▶ **TASK BRIEF**
Take the line containing "the wooden post" and all lines after it to the end of the records, and output them exactly.

▶ **DATA IN THIS EXERCISE**
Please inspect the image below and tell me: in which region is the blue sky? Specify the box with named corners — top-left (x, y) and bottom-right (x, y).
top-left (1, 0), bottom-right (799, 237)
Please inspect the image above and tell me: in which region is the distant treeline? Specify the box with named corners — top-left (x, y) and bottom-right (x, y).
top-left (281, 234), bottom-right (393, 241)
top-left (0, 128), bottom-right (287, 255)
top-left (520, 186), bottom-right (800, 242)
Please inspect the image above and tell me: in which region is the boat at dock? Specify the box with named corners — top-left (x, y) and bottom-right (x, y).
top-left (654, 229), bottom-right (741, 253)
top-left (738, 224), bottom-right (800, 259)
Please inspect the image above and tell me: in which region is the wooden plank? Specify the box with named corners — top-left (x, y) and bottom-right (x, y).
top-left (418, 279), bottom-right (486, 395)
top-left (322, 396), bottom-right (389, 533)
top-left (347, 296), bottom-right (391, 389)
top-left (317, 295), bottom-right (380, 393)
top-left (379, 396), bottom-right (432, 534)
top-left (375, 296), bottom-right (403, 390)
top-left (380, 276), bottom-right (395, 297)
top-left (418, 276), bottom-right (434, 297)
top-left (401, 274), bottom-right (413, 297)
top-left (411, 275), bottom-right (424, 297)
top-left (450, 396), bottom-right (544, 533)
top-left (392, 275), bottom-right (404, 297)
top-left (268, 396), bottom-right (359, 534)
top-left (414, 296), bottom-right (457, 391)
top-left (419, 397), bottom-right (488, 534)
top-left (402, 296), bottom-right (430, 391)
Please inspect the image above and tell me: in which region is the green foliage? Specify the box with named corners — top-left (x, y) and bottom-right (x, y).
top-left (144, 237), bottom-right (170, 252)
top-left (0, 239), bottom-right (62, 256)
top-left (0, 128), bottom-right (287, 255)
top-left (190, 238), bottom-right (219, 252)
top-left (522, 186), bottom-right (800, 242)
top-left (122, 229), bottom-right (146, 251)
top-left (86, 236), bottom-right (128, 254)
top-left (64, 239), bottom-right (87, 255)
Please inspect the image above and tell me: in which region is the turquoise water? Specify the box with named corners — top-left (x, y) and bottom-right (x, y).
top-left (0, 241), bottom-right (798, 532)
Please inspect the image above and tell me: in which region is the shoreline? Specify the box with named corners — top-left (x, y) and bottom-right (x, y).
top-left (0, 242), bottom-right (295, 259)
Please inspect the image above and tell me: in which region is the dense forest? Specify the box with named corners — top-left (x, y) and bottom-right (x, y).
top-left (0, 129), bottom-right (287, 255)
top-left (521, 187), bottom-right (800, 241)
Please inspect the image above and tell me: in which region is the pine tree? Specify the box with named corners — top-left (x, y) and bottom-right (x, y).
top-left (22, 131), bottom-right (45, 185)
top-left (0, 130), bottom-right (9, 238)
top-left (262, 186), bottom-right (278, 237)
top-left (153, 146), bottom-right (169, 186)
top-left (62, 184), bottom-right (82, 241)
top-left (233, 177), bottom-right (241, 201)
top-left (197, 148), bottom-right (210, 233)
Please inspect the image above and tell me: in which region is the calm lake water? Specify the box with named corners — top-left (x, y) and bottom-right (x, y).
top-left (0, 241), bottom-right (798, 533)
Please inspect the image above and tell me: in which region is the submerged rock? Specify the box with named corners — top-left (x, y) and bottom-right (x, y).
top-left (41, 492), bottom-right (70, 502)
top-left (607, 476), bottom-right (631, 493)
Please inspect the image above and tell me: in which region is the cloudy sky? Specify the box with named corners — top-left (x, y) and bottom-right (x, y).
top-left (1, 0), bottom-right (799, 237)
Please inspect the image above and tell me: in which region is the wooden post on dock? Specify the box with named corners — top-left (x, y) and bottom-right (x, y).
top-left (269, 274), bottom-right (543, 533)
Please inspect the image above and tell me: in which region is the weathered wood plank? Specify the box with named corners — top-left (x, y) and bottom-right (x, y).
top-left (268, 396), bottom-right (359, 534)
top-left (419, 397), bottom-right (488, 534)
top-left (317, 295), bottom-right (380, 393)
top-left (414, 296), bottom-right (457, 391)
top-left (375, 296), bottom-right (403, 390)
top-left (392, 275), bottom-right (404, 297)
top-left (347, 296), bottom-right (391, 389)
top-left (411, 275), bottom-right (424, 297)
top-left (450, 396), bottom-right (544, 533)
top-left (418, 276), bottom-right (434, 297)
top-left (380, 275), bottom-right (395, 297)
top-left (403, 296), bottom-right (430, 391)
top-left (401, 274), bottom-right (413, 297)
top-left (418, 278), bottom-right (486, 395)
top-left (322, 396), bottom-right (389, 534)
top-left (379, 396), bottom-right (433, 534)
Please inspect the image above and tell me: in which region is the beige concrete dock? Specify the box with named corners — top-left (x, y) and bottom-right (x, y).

▶ **EXERCISE OUTPUT**
Please inspect the image above and tell me: in which region is the wooden post on dock? Specify the box with named corners — top-left (x, y) and bottom-right (x, y).
top-left (269, 274), bottom-right (543, 533)
Please inspect the image above and tell me: in which region is the weathered wood plank? Specify the box with named corners — top-left (x, y) and bottom-right (x, y).
top-left (268, 396), bottom-right (359, 534)
top-left (419, 397), bottom-right (488, 534)
top-left (317, 295), bottom-right (380, 393)
top-left (414, 296), bottom-right (457, 391)
top-left (375, 296), bottom-right (403, 390)
top-left (392, 275), bottom-right (404, 297)
top-left (347, 296), bottom-right (391, 389)
top-left (411, 275), bottom-right (424, 297)
top-left (450, 396), bottom-right (544, 533)
top-left (418, 276), bottom-right (434, 297)
top-left (380, 275), bottom-right (395, 297)
top-left (403, 296), bottom-right (430, 391)
top-left (401, 274), bottom-right (413, 297)
top-left (418, 278), bottom-right (486, 395)
top-left (322, 396), bottom-right (389, 534)
top-left (379, 396), bottom-right (433, 534)
Please inspect the image above and tell me: in which region is the beige concrete dock? Specify the box with named corners — top-left (x, y) and bottom-right (x, y).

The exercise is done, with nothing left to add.